--- Tâches à faire ---
**a.** Selon le texte sur les bières de Westmalle, en quelle année l'abbaye a-t-elle commencé à brasser ?
**b.** Poursuivez le texte sur les bières de Westmalle après sa dernière phrase.
==== Extrait du document
Une nouvelle trappiste: les moines de Westmalle mettent en vente l'Extra, leur "bière de réfectoire"
Quelques mois après le lancement de la Triple de Rochefort, la famille des trappistes s’agrandit à nouveau. Cette fois, c’est l’abbaye de Westmalle qui sort de sa brasserie l’un de ses secrets les mieux gardés : l’Extra. Cette bière blonde dorée est une pale ale, une haute fermentation non filtrée et non pasteurisée, refermentée en bouteille dans la plus pure tradition trappiste. Mais alors que la plupart des bières des moines trappistes sont fortes, l’Extra se distingue par sa légèreté à 4,8% d’alcool et son côté rafraîchissant. Une sorte de mini-Triple Westmalle qui n’est pas une petite bière…
La bière quotidienne des moines
L’histoire des bières de l’abbaye de Westmalle est déjà ancienne. Ce monastère a été fondé en 1794 par des moines cisterciens fuyant la Révolution, nous apprend le brasseur et spécialiste Jef van den Steen. Ces religieux n’ont jamais atteint leur objectif, le Canada, et sur le chemin d’Amsterdam d’où ils comptaient embarquer, ils se sont arrêtés à Malle au nord d’Anvers. Les débuts sont extrêmement difficiles sous la République, l’Empire et même la domination néerlandaise. Elevée au rang d’abbaye, Westmalle n’a commencé à brasser qu'en 1836. De quoi désaltérer les frères, avec une brune assez légère. Une bière de ménage, plutôt douce mais nourrissante. Une vingtaine d’années après, une bière blanche de froment l’a rejoint comme bière de table, la brune devenant un rien plus forte.
La région est pauvre, les moines aussi et ils sont autorisés à demander l’aumône. Mais en 1873, ils décident d’arrêter de mendier pour plutôt commercialiser leur bière et leur fromage. La première vente à l’extérieur de l’abbaye remonte à 1861, suivie d’une commercialisation plus large, de livraisons à domicile. La Première guerre mondiale marque un coup d’arrêt avec le démantèlement des cuves de cuivre par l’occupant.
========
==== Enregistrements conservés
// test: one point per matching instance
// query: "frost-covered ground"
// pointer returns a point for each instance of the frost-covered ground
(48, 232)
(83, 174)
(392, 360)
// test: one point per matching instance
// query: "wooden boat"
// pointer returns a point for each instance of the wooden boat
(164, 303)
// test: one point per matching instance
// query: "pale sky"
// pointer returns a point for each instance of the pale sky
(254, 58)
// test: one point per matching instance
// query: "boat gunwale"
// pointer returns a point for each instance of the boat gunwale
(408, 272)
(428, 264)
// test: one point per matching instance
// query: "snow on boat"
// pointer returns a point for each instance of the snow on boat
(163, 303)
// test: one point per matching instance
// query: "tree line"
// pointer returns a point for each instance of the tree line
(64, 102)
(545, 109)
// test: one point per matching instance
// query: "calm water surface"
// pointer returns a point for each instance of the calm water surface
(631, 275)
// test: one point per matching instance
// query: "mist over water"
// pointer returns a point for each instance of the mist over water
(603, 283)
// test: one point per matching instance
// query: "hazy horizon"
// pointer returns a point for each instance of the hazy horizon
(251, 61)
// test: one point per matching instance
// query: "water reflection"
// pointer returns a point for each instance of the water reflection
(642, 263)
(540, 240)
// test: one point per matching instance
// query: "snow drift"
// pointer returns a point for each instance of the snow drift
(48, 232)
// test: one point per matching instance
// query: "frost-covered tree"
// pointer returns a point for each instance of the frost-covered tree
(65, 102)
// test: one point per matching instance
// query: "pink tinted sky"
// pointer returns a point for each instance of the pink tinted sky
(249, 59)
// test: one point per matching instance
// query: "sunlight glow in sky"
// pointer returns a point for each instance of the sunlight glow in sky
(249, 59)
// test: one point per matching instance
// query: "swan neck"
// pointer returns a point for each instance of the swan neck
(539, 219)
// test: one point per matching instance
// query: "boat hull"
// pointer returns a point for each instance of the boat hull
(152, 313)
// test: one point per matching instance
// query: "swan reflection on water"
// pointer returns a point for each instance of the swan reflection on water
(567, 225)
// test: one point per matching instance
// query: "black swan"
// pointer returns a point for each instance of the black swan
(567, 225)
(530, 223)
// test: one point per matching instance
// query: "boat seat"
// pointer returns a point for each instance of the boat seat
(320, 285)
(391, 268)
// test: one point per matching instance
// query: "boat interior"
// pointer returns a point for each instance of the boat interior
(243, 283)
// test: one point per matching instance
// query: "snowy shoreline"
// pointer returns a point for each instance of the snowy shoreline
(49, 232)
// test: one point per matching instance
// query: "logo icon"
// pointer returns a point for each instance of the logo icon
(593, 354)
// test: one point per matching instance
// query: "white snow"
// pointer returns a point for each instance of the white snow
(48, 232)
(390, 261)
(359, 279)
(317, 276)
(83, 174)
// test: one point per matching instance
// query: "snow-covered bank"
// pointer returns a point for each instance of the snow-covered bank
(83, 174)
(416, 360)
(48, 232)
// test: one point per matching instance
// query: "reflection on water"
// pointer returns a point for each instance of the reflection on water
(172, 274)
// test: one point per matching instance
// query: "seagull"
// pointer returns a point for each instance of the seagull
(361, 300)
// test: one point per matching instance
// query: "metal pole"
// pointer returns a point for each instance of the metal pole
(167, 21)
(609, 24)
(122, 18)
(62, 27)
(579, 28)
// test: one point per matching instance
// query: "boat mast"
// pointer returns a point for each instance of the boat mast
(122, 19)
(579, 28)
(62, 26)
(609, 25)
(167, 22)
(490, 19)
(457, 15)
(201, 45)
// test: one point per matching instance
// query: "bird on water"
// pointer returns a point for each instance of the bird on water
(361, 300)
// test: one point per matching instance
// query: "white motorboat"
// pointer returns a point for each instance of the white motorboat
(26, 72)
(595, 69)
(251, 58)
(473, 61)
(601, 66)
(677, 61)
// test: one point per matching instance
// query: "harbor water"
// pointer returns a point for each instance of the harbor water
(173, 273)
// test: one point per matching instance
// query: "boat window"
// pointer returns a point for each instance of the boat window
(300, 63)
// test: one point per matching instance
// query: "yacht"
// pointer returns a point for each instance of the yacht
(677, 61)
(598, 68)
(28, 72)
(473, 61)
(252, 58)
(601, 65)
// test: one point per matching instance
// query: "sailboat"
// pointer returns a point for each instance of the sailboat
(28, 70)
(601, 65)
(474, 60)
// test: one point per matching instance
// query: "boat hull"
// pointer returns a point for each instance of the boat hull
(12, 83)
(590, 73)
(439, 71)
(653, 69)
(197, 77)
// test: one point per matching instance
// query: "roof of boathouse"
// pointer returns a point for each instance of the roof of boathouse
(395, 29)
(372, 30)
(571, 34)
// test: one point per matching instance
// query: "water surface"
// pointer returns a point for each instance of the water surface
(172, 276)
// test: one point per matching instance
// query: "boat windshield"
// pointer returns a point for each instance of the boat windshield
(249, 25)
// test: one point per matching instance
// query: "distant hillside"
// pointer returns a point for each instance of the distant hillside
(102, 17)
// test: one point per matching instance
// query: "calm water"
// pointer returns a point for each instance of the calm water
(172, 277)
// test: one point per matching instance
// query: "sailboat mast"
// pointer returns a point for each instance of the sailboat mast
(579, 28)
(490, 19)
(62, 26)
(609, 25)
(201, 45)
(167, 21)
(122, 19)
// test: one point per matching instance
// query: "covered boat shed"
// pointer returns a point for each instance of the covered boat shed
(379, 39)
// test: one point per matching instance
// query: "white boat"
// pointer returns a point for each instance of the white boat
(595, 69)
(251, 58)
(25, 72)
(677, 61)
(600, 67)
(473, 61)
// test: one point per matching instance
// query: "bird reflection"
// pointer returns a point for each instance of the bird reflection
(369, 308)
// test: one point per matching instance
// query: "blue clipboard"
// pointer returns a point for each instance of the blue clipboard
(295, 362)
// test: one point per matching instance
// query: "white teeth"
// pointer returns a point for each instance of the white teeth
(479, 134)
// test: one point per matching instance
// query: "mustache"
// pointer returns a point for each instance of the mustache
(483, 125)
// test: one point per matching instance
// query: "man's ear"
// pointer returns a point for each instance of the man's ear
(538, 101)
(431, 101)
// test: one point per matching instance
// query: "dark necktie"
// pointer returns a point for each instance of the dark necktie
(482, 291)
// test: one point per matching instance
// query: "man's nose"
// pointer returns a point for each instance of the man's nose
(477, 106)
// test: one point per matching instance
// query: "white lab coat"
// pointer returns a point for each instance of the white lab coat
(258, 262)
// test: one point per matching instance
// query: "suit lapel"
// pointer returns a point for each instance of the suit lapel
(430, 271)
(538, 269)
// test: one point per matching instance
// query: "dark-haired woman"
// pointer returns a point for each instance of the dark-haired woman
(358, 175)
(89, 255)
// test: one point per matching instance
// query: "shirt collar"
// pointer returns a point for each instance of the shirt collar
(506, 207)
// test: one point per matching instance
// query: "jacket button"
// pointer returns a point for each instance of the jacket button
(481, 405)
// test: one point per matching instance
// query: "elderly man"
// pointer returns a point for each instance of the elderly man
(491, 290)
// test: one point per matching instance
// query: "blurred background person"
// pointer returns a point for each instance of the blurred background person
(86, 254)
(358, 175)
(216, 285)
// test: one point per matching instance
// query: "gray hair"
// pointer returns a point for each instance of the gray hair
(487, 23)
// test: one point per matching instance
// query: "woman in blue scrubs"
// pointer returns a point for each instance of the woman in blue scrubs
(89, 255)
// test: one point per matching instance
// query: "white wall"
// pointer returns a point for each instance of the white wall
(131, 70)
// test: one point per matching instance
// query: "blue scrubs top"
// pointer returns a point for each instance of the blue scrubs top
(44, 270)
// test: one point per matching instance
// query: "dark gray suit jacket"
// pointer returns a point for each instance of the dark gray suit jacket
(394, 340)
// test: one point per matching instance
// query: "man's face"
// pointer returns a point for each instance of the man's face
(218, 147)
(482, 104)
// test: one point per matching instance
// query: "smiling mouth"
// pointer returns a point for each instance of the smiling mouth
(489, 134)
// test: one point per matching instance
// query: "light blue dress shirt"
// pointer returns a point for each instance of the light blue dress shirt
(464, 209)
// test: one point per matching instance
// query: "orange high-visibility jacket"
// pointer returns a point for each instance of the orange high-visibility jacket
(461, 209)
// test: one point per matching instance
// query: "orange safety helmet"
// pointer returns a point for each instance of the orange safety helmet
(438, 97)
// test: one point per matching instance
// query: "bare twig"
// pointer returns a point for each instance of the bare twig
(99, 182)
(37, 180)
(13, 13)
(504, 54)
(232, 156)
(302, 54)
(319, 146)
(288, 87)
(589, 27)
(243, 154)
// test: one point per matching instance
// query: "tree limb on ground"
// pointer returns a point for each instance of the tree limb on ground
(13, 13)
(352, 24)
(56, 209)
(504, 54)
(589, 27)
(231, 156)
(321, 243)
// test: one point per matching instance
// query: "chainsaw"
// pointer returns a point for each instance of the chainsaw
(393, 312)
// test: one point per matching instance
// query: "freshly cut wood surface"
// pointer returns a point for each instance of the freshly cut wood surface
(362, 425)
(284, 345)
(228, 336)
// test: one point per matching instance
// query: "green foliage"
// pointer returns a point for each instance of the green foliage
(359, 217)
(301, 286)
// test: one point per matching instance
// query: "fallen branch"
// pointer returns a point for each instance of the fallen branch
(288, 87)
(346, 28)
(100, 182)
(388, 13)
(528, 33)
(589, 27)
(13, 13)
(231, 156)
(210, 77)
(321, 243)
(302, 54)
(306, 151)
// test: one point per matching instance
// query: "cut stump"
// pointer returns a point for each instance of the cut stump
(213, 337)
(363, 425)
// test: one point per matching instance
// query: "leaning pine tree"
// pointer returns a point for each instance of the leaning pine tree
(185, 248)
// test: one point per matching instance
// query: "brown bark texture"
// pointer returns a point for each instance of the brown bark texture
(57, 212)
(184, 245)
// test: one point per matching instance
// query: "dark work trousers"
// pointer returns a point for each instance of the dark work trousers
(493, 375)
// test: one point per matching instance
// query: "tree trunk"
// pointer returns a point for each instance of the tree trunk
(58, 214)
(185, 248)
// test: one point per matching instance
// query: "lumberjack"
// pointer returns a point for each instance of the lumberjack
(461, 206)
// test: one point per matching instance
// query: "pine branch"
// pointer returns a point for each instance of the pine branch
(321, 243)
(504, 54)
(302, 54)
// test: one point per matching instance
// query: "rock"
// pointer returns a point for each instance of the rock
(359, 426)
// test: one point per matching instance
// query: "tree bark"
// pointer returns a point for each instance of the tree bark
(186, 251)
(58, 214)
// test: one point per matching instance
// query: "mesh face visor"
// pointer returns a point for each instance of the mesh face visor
========
--- Réponses par tâche ---
**a.** En 1836.

**b.**
Le redémarrage en 1922 se fait sur base de deux bières : l’ancêtre de l’Extra qui porte déjà ce nom et une "strafbier" brune plus capiteuse additionnée de sucre candi qui évoluera vers la Double, tout simplement en doublant l’apport en matière sèche. L’Extra connaît plusieurs versions d’abord avec puis sans froment, et c’est sa forme pur orge ou pour reprendre la terminologie néerlandaise de l’époque "Extra Gersten", qui nous arrive aujourd’hui. Les travaux dans la brasserie dans les années 30 vont mener en 1934 à une troisième variété, une super bière définitivement baptisée Triple en 1956 et dérivée de l’Extra.
Ces trois bières voient leurs recettes évoluer dans un certain secret, mais toujours avec l’eau tirée de la nappe phréatique qu’il faut déferriser car elle est très ferrugineuse, mais qui reste très dure ce qui convient aux blondes. Les malts vont du pâle au sombre tels des malts de Basse-Franconie et de Beauce-Gatinais, selon le grand dégustateur britannique Michael Jackson quand il découvrait l’Extra il y a une trentaine d’années, mais selon lui, ils varient d’année en année en fonction de leur qualité. Les houblons sont aromatiques et en cônes, pas de pellets donc comme chez d’autres brasseurs trappistes… La levure est maison et se retrouve dans les brasseries de Westvleteren et Achel.
Actuellement, 24 moines vivent à l’abbaye qui compte également 87 employés laïcs, dont 51 travaillent dans la brasserie sous la supervision des moines.
Légère en alcool, forte en goût
L’appellation "Extra" est courante chez les trappistes. Cette bière aurait pu s’appeler "Single" ou "Simple" mais le terme "Extra" est plus commercial. Il ne faut pas parler de "petite bière", ce qui désigne un brassin coupé à l’eau comme l’Orval Vert ou "petit Orval", version allégée de l’Orval classique. La levure utilisée dans l’Extra est la même que pour la Triple ou la Double, la grande différence entre l’Extra et la Triple résidant en l’absence d’ajout de sucres. Au final, une bière moins ronde, mais plus rafraîchissante.
Il y a une trentaine d’années, dans son ouvrage de référence "Les grandes bières de Belgique", Michael Jackson lui trouvait "un caractère délicieusement délicat", à son palais l’Extra était "très sèche" et même "légèrement salée". Est-ce la même Extra aujourd’hui ? Sans doute pas tout à fait.
Aujourd’hui, les malts utilisés viennent de France et sont spécifiquement produits pour la brasserie. Les houblons sont tous européens : Allemagne, Slovaquie, République tchèque et pour une faible partie, Belgique.
La Westmalle Extra offre un goût houblonné et malté avec des touches fruitées qui rappellent la Triple, un parfum floral car ce sont bien des fleurs de houblon qui sont utilisées. Pétillance, finesse, un faux col abondant de mousse blanche : voilà pour le visuel. Au nez, de discrètes notes maltées, une touche de houblon. En bouche, du caractère, une attaque d’amertume, tempérée par un côté malté, mais un final amer. Plus une bière d’apéritif qu’une bière de table donc.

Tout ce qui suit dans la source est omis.